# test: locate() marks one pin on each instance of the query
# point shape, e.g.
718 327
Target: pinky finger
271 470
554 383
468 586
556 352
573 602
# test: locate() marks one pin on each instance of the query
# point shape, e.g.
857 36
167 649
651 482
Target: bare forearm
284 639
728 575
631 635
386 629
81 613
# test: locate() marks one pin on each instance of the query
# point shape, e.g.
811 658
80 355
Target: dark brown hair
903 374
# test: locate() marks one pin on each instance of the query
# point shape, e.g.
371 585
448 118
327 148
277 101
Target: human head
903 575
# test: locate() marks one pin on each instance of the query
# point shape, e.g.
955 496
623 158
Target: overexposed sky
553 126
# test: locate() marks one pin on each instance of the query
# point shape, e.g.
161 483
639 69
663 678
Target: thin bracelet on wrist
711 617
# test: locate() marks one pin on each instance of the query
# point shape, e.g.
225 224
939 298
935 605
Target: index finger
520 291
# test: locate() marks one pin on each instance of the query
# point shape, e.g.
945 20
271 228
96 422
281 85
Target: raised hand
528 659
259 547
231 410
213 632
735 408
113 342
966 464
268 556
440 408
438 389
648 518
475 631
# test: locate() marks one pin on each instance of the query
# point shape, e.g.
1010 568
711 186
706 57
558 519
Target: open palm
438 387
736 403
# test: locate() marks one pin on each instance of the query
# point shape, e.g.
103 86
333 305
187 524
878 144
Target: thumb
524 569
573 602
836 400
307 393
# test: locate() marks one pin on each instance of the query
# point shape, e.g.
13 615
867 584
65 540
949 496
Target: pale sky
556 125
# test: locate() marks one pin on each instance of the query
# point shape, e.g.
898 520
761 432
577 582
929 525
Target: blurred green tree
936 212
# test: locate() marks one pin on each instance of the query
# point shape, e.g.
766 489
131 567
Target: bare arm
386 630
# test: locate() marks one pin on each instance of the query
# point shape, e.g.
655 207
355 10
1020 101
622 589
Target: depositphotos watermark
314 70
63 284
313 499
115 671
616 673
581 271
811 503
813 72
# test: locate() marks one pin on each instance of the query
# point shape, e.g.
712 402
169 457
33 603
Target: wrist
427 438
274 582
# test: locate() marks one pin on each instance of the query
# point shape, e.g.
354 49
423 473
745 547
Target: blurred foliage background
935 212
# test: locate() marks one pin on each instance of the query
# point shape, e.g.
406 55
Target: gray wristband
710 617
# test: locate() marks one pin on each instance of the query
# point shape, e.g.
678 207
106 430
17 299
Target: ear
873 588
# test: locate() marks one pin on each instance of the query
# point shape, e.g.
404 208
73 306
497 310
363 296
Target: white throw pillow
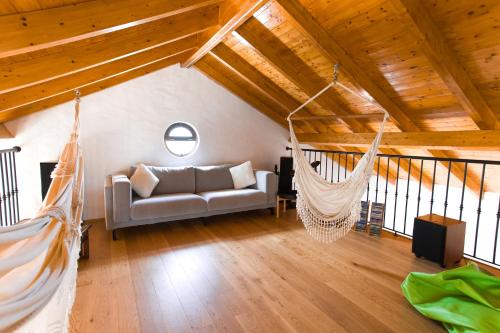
243 175
143 181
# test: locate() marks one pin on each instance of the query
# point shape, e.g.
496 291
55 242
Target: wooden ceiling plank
450 140
40 66
445 62
90 88
284 60
215 71
42 29
60 85
336 54
233 14
259 81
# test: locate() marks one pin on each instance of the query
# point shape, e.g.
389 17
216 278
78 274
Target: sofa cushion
167 205
213 178
143 181
234 199
173 179
243 175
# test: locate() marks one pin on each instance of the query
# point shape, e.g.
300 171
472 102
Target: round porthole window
181 139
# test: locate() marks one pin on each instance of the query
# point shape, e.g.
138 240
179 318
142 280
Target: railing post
396 197
463 191
376 184
496 233
433 183
407 195
420 186
447 189
479 207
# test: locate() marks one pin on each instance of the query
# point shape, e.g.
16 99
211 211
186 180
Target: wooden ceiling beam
42 29
446 64
450 140
39 66
289 64
91 88
260 82
233 13
336 54
14 99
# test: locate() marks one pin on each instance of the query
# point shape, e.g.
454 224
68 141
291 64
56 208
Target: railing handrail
414 157
15 149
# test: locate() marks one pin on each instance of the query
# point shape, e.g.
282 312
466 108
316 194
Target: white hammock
38 257
328 211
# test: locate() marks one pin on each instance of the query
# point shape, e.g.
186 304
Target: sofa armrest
122 198
267 182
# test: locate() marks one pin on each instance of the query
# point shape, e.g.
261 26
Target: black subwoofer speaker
285 184
438 239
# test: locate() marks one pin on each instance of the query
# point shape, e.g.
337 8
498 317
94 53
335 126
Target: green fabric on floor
465 299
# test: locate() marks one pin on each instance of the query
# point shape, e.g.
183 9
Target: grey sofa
184 193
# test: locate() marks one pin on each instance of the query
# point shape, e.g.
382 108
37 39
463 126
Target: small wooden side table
439 239
85 241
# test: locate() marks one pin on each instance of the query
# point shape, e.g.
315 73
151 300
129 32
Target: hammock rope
328 211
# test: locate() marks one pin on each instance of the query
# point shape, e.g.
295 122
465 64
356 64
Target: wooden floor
246 272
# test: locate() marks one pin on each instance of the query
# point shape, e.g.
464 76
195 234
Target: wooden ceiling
433 65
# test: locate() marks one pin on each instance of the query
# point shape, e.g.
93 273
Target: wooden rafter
59 85
445 62
40 66
43 29
288 64
92 87
213 69
284 60
261 83
233 14
449 140
266 86
102 77
336 54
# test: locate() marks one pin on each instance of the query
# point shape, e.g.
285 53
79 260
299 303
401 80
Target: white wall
125 124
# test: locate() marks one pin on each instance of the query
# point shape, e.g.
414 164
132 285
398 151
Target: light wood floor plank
245 272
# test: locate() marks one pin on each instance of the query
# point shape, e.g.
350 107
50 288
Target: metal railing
411 186
9 201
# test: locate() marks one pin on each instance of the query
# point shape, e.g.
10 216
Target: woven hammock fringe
326 230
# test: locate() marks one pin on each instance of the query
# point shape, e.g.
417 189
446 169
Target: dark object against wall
285 185
439 239
46 169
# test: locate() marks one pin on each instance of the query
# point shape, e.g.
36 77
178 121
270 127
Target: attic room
249 166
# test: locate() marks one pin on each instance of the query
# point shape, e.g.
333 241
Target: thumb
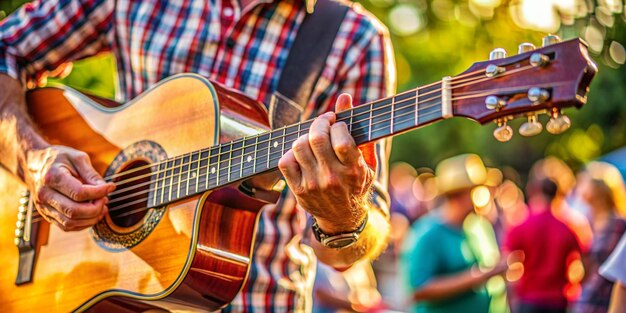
----
■ EXERCISE:
Set down the records exactly, without the pictures.

■ RESULT:
# test: locate() marks one pin on each instance of the query
# point shape, e.g.
718 327
Target: pinky finger
271 470
554 383
468 586
556 352
573 602
# test: locate() marks one pin on each instance of the query
# point shape, e.g.
857 36
167 649
651 482
Target: bare forearm
284 639
728 575
631 635
386 629
81 613
# test: locate() marks one pin on each instance of the query
# point shape, e.g.
811 658
80 355
Target: dark brown hair
903 374
# test: locate() marks one pin on each instance of the query
# point shape, e.g.
371 585
448 118
327 148
277 101
Target: human head
903 575
# test: locate() marks one pin on each instance of the query
# point shape, e.g.
955 496
623 158
Target: overexposed sky
553 126
# test: locate() marks one pin on each instance of the query
# point shape, e.g.
161 483
639 69
663 678
Target: thin bracelet on wrist
711 617
# test: locate() marks one pin on each instance of the query
# point shape, e.g.
225 224
939 298
935 605
Target: index finger
520 291
# test: locate() marks one pin on each instance of the query
# point shape, e.g.
945 20
271 228
96 422
281 85
Target: raised hand
528 659
259 547
231 410
213 632
735 408
113 342
966 464
268 556
440 408
438 389
648 518
475 631
# test: locate() marks one pin on each instance of the query
# point shape, e.g.
1010 568
711 186
706 57
558 519
Target: open palm
438 387
736 403
# test: locate() marks one pin on each instance of the query
# point shape, e.g.
103 86
333 305
187 524
878 144
Target: thumb
524 569
573 602
836 400
307 393
# test: locate() marks one pin on each instance of the query
# point shape, e.g.
13 615
867 584
65 540
949 496
Target: pale sky
556 125
# test: locate() marks one pin on each instance of the query
# point shape, e.g.
898 520
761 432
577 582
929 525
Target: blurred green tree
936 212
# test: locate() marks one pin on each instance of the query
# point shape, e.g.
766 489
131 567
Target: bare arm
386 630
# test: locate() marks one pin on each instance of the query
# point shape, e.g.
655 207
355 10
1020 101
622 589
Target: depositphotos watermark
314 70
63 284
313 499
115 671
616 673
581 271
811 503
813 72
# test: locate() marks one pin on each instance of the query
# point shape, e.g.
712 402
169 457
33 603
Target: wrist
427 438
274 582
# test: locate() marks one pin on each instance of the query
# point shape, e.g.
354 49
423 473
745 547
Target: blurred foliage background
935 212
# test: locate() marks one pin on each instance of the query
# point shape, e.g.
406 55
Target: gray wristband
710 617
# test: locate() marks one pin on each instance of the query
# point shape, e.g.
678 207
106 430
17 299
Target: ear
873 588
# test: locate() marks one pin on each instance of the query
# point shape, e.g.
404 208
73 306
497 310
363 296
Target: white throw pillow
243 175
143 181
# test: locate() marks one pin on each instance of the query
# point shape, e.g.
496 291
55 242
Target: wooden ceiling plank
450 140
40 66
445 62
90 88
284 60
215 71
42 29
60 85
336 54
233 14
259 81
# test: locate() marks one pin on each instance of the query
# point shape, e.g.
389 17
216 278
78 274
Target: sofa cushion
167 205
213 178
143 181
234 199
173 179
243 175
# test: locate() marks one pin on each instance of the query
# point shape, e.g.
300 171
472 102
Target: round porthole window
181 139
# test: locate() marks one pin on each instance of the query
# point shape, e.g.
138 240
179 318
142 280
Target: railing post
396 197
463 191
376 184
496 233
433 183
407 195
420 186
447 189
479 207
# test: locate() marks one pin on each instance of the query
# point shape, e.g.
16 99
211 211
186 180
Target: wooden ceiling beam
42 29
446 64
450 140
39 66
289 64
91 88
260 82
233 13
336 54
14 99
# test: locate() marks one pin on each instance of the query
# point shape, e.g.
454 224
68 141
291 64
56 208
Target: railing handrail
414 157
15 149
# test: locate() marks one pin on each instance of the query
# point shape, e.g.
282 312
466 108
316 194
Target: white hammock
38 257
328 211
# test: locate() marks one pin on each instance of the query
# point shape, e.g.
186 304
Target: sofa armrest
122 198
267 182
# test: locate() marks one pin on each instance of the query
# point shape, e.g.
261 26
Target: black subwoofer speaker
285 184
438 239
# test: locate() marks one pin on each instance of the query
# point shape, e.g.
337 8
498 317
94 53
335 126
Target: green fabric on floor
465 299
# test: locate() marks one pin on each instance of the query
# point shape, e.g.
183 9
Target: grey sofa
184 193
# test: locate() marks one pin on each instance of the query
# point shape, e.g.
382 108
37 39
463 126
Target: small wooden side table
439 239
85 241
# test: locate() marks one pin on each instance of the query
# point shape, e.g.
315 73
151 300
129 32
Target: hammock rope
328 211
# test: locate() marks one pin on each instance of the query
# point shape, e.g.
295 122
465 64
356 64
Target: wooden floor
246 272
# test: locate() marks one pin on each instance of the query
# point shape, e.g.
464 76
195 234
Target: wooden ceiling
433 65
# test: locate() marks one pin on each instance of the query
# point shape, e.g.
93 273
Target: wooden rafter
59 85
445 62
40 66
43 29
288 64
92 87
213 69
284 60
261 83
233 14
449 140
266 86
102 77
336 54
# test: locate() marks one pin on each instance of the query
# point shape, e.g.
285 53
79 260
299 303
401 80
Target: white wall
125 124
# test: locate() marks one pin on each instance of the query
# point shape, e.g.
414 164
132 285
398 151
Target: light wood floor plank
245 272
# test: locate() marks one pin on each instance of the query
# point shape, e.g.
350 107
50 288
Target: metal railing
411 186
9 201
# test: locate() marks one pin on each instance of the query
# point shape, e.g.
10 216
Target: woven hammock fringe
326 230
# test: locate() marks one pin on each instance of the query
# point shape, e.g.
417 189
446 169
Target: dark object against wall
285 185
439 239
46 169
# test: locate() marks one pin on each instance of the query
# point shape, e.g.
36 77
178 121
270 127
Target: attic room
249 166
# test: locate() marks one pin on each instance of the query
# point shape, e.g.
333 241
Target: thumb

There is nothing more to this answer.